── Supplied passage
One of the first western doctors to teach a mind/body connection and the importance of attitude was Dr. Bernie Siegal. He tells about a time that he and his wife were staying in a hotel, and their room was broken into and some of their precious possessions, were taken— irreplaceable, family things. They were sure who had done it because on their way out to dinner, they saw a suspicious-looking man loitering the hallway near their room. His was the face that popped into their minds when they returned to the room and discovered the theft.

They reported the loss to the police, and spent some time talking about the experience before they went to bed that night. The next morning, when Siegel tried to do his meditation, he was interrupted by the picture of the man in the hallway and by the thoughts of what he would like to do to him. The same thing happened the next morning, and the next.

Even after they returned home, the man’s face followed him, and he was filled with angry thoughts that disrupted not only his meditation time, but almost every other waking moment. It was several weeks later that Bernie realized that the burglar had taken over his thoughts and his life, and that was the point at which he made a conscious decision to reclaim his life and his thoughts by changing his attitude about this whole experience. And he did. As a result of this event, Bernie Siegel said, "The burglar taught me that events are not my problem. My thoughts about the events are the problem. This is fortunate, because I can’t change the things that have happened but I can change my thoughts about them"

Siegal's story brought to mind a turning point in my life. During my childhood after the death of my father, my mother drank to get through her lonely days. A new friend became her drinking companion. Through my young eyes it looked like this woman was responsible for my mother's drunkenness. I hated her with a vengeance for it. Walking home from school each day if I saw my mother's car at her house or her car at ours, I immediately became preoccupied by my hatred. It was like flipping on a switch.

This went on month after month. There seemed to be no end to the pattern we were locked in together. I felt this woman was ruining my life as well as my mother's. Then one day it occurred to me that this woman was doing nothing to me but I was being harmed nonetheless. Like Bernie Siegal I realized my thoughts were my problem, my responsibility. Once I came to accept responsibility for my feelings, over time they began to shift. It dawned on me that I knew the sadness that made my mother drink.  I didn't know why this other woman drank, but there was probably a reason, she was probably as much a victim of life as my mother. This awareness allowed me to move on.
────
## Your tasks
[A] Say whether each statement agrees with the passage above about changing one's thoughts. Answer yes or no for each, and quote the deciding words of the passage exactly. (i) Siegel and his wife noticed a suspicious man near their room as they left for dinner. (ii) The burglar's face stopped troubling Siegel once he was back home. (iii) The writer learned why the mother's drinking companion drank.
[B] Please continue the passage above about changing one's thoughts from where it stops.
── Data excerpts
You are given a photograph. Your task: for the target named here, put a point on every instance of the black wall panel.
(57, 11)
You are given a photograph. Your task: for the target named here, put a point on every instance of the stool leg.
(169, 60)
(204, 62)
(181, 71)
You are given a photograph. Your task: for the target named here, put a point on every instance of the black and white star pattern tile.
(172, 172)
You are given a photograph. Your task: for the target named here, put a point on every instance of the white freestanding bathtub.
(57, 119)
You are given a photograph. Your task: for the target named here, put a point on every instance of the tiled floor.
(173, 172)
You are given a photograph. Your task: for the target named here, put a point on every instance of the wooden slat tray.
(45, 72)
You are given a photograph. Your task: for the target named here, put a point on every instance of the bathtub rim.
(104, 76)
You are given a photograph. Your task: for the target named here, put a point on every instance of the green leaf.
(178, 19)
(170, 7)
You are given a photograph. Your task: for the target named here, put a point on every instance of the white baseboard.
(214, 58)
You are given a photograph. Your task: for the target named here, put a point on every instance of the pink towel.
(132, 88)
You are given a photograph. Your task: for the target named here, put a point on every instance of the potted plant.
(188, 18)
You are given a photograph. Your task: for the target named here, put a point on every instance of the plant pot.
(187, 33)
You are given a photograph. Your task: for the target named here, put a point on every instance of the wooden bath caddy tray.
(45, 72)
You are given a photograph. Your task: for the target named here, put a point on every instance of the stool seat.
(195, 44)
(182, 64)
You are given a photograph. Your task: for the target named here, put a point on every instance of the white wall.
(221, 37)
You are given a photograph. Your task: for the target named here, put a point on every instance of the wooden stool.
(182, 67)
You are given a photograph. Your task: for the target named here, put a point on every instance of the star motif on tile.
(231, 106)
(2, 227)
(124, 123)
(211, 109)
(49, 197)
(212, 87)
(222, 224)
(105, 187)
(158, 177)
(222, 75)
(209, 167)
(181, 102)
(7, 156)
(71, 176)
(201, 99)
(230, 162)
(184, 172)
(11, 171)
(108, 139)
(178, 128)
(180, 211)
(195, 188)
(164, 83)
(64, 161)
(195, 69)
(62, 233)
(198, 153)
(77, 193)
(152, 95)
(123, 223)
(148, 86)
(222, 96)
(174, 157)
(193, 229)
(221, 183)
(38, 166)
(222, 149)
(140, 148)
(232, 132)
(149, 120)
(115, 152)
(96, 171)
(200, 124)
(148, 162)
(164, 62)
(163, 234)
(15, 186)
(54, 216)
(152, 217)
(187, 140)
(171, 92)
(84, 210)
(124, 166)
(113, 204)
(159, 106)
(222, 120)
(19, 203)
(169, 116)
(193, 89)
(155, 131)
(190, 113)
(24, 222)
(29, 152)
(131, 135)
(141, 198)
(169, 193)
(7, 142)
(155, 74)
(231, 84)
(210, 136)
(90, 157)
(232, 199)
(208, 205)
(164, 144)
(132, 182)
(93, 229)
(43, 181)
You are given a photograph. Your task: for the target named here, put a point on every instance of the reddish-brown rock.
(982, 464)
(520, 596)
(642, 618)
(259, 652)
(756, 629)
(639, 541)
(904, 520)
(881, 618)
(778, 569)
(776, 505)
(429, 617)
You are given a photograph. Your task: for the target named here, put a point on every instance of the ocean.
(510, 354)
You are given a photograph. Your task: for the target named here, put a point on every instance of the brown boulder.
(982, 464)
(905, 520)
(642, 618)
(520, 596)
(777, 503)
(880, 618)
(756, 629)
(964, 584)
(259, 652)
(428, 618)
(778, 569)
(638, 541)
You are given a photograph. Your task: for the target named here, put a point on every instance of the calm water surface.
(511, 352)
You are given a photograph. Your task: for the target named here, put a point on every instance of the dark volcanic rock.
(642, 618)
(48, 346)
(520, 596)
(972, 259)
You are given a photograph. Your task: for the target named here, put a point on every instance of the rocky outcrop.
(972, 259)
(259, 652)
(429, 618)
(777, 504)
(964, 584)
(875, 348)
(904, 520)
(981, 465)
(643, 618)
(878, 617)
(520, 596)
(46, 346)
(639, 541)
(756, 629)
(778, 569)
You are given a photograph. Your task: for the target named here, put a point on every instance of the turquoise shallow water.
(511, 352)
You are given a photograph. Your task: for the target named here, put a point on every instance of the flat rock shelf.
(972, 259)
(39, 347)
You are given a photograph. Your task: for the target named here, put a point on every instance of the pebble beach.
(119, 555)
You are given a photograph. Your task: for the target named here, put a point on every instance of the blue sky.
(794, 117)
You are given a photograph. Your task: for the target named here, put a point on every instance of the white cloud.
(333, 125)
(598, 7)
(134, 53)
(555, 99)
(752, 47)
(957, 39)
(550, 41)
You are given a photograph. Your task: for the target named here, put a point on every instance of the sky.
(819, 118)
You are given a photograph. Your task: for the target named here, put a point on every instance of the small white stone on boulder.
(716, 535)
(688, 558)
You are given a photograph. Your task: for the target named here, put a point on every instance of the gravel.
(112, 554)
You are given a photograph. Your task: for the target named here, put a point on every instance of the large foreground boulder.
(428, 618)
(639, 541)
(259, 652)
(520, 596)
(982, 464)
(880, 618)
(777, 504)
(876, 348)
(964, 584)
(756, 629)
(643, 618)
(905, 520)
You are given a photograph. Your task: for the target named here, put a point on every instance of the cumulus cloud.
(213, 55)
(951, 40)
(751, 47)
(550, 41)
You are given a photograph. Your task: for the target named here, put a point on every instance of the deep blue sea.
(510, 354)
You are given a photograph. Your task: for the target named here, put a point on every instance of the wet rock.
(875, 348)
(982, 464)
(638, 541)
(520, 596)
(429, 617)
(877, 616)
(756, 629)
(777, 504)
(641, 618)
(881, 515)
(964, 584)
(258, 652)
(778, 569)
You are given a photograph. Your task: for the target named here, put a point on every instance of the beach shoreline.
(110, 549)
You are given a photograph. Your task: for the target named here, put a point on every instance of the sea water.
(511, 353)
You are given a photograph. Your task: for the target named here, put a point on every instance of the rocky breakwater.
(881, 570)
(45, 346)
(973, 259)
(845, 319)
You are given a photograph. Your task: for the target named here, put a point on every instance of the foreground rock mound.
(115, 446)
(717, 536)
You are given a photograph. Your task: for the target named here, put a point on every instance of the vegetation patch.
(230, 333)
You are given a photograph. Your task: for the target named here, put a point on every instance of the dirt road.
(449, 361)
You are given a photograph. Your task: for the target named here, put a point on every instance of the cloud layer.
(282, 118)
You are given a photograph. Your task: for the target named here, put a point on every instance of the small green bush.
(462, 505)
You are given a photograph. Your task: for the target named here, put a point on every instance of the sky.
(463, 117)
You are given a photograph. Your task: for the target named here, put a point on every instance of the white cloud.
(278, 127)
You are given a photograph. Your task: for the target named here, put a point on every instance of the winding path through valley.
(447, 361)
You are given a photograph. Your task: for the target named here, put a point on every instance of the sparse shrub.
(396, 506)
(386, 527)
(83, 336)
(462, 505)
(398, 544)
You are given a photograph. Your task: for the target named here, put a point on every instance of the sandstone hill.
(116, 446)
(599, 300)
────
## Expected results
[A]
(i) Yes: "on their way out to dinner, they saw a suspicious-looking man loitering the hallway near their room"
(ii) No: "Even after they returned home, the man’s face followed him"
(iii) No: "I didn't know why this other woman drank"

[B]
Later in life I found a quote - one sentence -  from the poet William Butler Yeats which summarized the realizion that I had come to in those earlier days, that has became central to my understanding of the world.  Yeats said:

"He who has contempt for any man has faculties which he has never used." Let me repeat that.  "He who has contempt for any man has faculties which he as never used." 

There are two very important ideas in that one brief line

1)    your harmful attitude is your responsibility 2) you have the faculties, the capacity, to change. 

This same sentiment was expressed beautifully by Paul in the book of Romans, chapter 12, verse 2 - when he says, "Be ye transformed by the renewing of your mind."

We cannot always control life's circumstances. People die, the bird sings outside our window, we stub our toe, and the Celtics win. The world brings a surging, shifting collage of events to us every day.  We can't control most of them.  But we do have the power to control the attitude we bring to the day.

I will end with this thought:

 

Both the hummingbird and the vulture fly over our nation's deserts. Vultures look for the flesh of dead animals. They thrive on what is dead and gone. Hummingbirds, on the other hand, look for the colorful blossoms of desert plants. They fill themselves with freshness and life. As you make your way through life, which one will you be? You choose. Each bird finds what it is looking for. We all do. 


 

[1] Bits & Pieces, May, 1991, p. 15.